**DATASET EXTRACT**
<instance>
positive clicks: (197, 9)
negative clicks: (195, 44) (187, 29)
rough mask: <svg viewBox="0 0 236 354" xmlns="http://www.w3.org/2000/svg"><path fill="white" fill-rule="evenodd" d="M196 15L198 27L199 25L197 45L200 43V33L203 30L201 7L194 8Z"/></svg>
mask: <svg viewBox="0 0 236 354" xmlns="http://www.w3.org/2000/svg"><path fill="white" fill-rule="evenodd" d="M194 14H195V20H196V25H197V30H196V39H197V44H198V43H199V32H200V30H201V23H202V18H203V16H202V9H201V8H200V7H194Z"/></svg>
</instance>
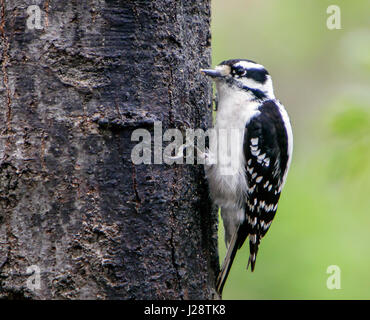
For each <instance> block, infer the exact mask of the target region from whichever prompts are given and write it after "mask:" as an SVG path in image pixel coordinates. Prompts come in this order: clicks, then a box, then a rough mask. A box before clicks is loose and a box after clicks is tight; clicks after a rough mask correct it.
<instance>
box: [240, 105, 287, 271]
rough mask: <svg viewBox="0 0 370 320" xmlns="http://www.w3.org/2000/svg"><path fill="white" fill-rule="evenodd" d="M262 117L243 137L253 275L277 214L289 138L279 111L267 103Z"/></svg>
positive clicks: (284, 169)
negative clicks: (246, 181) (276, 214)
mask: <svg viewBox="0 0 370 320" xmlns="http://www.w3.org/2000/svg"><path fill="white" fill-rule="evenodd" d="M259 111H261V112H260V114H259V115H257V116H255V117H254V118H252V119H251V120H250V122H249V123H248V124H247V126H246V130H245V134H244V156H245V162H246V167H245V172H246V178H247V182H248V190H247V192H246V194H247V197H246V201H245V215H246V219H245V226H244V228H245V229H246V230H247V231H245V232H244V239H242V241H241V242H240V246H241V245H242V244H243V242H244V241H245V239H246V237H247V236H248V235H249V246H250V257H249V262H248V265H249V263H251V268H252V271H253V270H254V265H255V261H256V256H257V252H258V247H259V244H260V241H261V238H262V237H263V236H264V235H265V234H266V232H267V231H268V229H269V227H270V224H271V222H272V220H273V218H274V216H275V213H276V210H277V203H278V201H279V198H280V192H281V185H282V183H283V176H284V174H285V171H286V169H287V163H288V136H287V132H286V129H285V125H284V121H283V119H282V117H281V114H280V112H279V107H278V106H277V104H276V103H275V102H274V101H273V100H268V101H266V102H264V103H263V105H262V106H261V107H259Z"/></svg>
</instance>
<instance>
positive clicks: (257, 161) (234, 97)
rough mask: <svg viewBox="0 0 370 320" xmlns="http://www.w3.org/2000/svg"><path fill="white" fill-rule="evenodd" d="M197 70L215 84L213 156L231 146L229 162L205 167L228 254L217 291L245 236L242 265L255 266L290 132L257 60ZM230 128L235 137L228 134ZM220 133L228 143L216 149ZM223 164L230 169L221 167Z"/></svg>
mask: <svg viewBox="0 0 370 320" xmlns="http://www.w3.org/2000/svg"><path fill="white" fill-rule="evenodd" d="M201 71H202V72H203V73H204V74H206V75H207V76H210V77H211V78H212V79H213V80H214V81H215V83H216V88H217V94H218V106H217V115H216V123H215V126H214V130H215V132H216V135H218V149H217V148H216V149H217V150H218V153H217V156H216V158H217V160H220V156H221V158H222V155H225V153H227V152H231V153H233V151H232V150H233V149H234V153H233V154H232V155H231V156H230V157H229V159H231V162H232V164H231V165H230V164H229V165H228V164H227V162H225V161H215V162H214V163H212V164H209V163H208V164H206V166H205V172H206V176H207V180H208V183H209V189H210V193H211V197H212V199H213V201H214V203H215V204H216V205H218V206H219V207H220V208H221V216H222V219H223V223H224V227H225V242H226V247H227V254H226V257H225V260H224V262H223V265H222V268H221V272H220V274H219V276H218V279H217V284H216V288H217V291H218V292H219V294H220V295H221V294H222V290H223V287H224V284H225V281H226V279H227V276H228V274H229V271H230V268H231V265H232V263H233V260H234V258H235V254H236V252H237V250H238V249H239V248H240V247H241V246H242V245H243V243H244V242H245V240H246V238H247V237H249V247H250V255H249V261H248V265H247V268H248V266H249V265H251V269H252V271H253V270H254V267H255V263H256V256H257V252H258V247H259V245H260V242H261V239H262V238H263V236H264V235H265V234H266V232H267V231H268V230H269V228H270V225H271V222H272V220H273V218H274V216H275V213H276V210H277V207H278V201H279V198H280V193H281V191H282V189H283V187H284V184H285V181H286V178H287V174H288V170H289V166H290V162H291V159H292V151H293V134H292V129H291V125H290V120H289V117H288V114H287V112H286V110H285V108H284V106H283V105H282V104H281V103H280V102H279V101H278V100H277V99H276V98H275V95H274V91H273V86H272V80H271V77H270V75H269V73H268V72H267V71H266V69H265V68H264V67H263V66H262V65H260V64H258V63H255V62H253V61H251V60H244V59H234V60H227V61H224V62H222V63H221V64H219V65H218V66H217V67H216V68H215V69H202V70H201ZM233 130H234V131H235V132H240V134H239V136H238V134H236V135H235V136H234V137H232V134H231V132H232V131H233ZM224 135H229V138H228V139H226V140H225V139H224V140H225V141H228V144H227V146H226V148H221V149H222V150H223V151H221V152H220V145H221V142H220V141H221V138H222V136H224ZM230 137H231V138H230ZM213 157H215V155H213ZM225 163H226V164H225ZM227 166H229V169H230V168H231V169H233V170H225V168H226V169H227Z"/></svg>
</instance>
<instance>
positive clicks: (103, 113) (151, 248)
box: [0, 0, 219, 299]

**TRY IT**
Your answer should copy the listing word for word, with no pictures in it.

**ANSWER FOR THE TASK**
<instance>
positive clicks: (197, 9)
negative clicks: (195, 44) (187, 29)
rough mask: <svg viewBox="0 0 236 354" xmlns="http://www.w3.org/2000/svg"><path fill="white" fill-rule="evenodd" d="M196 15L198 27L199 25L197 45L200 43V33L203 30L201 7L194 8Z"/></svg>
mask: <svg viewBox="0 0 236 354" xmlns="http://www.w3.org/2000/svg"><path fill="white" fill-rule="evenodd" d="M194 14H195V20H196V25H197V30H196V39H197V44H198V43H199V32H200V30H201V23H202V18H203V16H202V9H201V8H200V7H194Z"/></svg>
</instance>
For each <instance> block, infer the exact mask of the target region from whichever prompts are given and write it after "mask:" as an SVG path in image pixel coordinates. Prompts come in this order: clicks, then a box, then a rough mask. A box before clicks is loose and a box after clicks is tight; clicks after a rough mask correct it.
<instance>
box: [240, 105, 287, 271]
rough mask: <svg viewBox="0 0 370 320" xmlns="http://www.w3.org/2000/svg"><path fill="white" fill-rule="evenodd" d="M262 117L243 137L253 275L277 214L289 138L279 111L267 103Z"/></svg>
positive clicks: (284, 169)
negative clicks: (246, 181) (276, 214)
mask: <svg viewBox="0 0 370 320" xmlns="http://www.w3.org/2000/svg"><path fill="white" fill-rule="evenodd" d="M259 111H261V112H260V114H259V115H257V116H255V117H254V118H252V119H251V120H250V122H249V123H248V124H247V126H246V130H245V134H244V156H245V162H246V167H245V172H246V178H247V182H248V190H247V192H246V194H247V197H246V201H245V215H246V219H245V226H244V228H245V229H246V230H247V231H245V232H244V239H242V241H241V242H240V246H241V245H242V244H243V242H244V241H245V239H246V237H247V236H248V235H249V246H250V257H249V262H248V265H249V263H251V268H252V271H253V270H254V265H255V261H256V256H257V252H258V247H259V244H260V241H261V238H262V237H263V236H264V235H265V234H266V232H267V231H268V229H269V227H270V224H271V222H272V220H273V218H274V216H275V213H276V210H277V203H278V201H279V198H280V192H281V185H282V183H283V176H284V174H285V171H286V169H287V163H288V136H287V132H286V129H285V125H284V121H283V119H282V117H281V114H280V112H279V107H278V106H277V104H276V103H275V102H274V101H273V100H268V101H266V102H264V103H263V105H262V106H261V107H259Z"/></svg>
</instance>
<instance>
positive clicks: (257, 161) (234, 97)
rough mask: <svg viewBox="0 0 370 320" xmlns="http://www.w3.org/2000/svg"><path fill="white" fill-rule="evenodd" d="M197 70L215 84L213 156L231 146L229 162L205 167L228 254L217 291L245 236L242 265L255 266L290 132L257 60ZM230 128L235 137L228 134ZM220 133L228 143L216 149ZM223 164L230 169L221 167Z"/></svg>
mask: <svg viewBox="0 0 370 320" xmlns="http://www.w3.org/2000/svg"><path fill="white" fill-rule="evenodd" d="M201 71H202V72H203V73H204V74H206V75H207V76H210V77H211V78H212V79H213V80H214V81H215V83H216V88H217V94H218V106H217V115H216V123H215V126H214V130H215V132H216V135H218V149H217V148H216V149H217V150H218V153H217V156H216V158H217V160H220V156H221V158H222V155H225V153H227V152H231V153H233V151H232V150H233V149H234V153H233V154H232V155H231V156H230V157H229V159H231V162H232V164H231V165H230V164H229V165H228V164H227V162H225V161H215V162H214V163H212V164H209V163H208V164H206V166H205V172H206V176H207V180H208V183H209V189H210V193H211V197H212V199H213V201H214V203H215V204H216V205H218V206H219V207H220V208H221V216H222V219H223V223H224V227H225V242H226V247H227V254H226V257H225V260H224V262H223V265H222V268H221V272H220V274H219V276H218V279H217V284H216V288H217V291H218V292H219V294H220V295H221V294H222V290H223V287H224V284H225V281H226V279H227V276H228V274H229V271H230V268H231V265H232V263H233V260H234V258H235V254H236V252H237V250H238V249H239V248H240V247H241V246H242V245H243V243H244V242H245V240H246V238H247V237H249V247H250V255H249V261H248V265H247V268H248V266H249V265H251V269H252V271H253V270H254V267H255V263H256V256H257V252H258V247H259V245H260V242H261V239H262V238H263V236H264V235H265V234H266V232H267V231H268V230H269V228H270V225H271V222H272V220H273V218H274V216H275V213H276V210H277V207H278V201H279V198H280V193H281V191H282V189H283V187H284V184H285V181H286V178H287V174H288V170H289V166H290V162H291V159H292V151H293V134H292V129H291V125H290V120H289V117H288V114H287V112H286V110H285V108H284V106H283V105H282V104H281V103H280V102H279V101H278V100H277V99H276V98H275V95H274V91H273V86H272V80H271V77H270V75H269V73H268V72H267V71H266V69H265V68H264V67H263V66H262V65H260V64H258V63H255V62H253V61H251V60H244V59H234V60H227V61H224V62H222V63H221V64H219V65H218V66H217V67H216V68H215V69H202V70H201ZM233 130H234V131H235V132H240V134H239V136H238V134H236V135H235V136H234V137H232V134H231V132H232V131H233ZM224 135H229V138H228V139H226V140H225V139H224V140H225V141H228V144H227V146H226V148H221V149H222V150H223V151H221V152H220V145H221V142H220V141H221V138H222V136H224ZM230 137H231V138H230ZM213 157H215V155H213ZM225 163H226V164H225ZM227 166H229V169H230V168H231V169H233V170H225V168H226V169H227Z"/></svg>
</instance>
<instance>
positive clicks: (103, 113) (151, 248)
box: [0, 0, 219, 299]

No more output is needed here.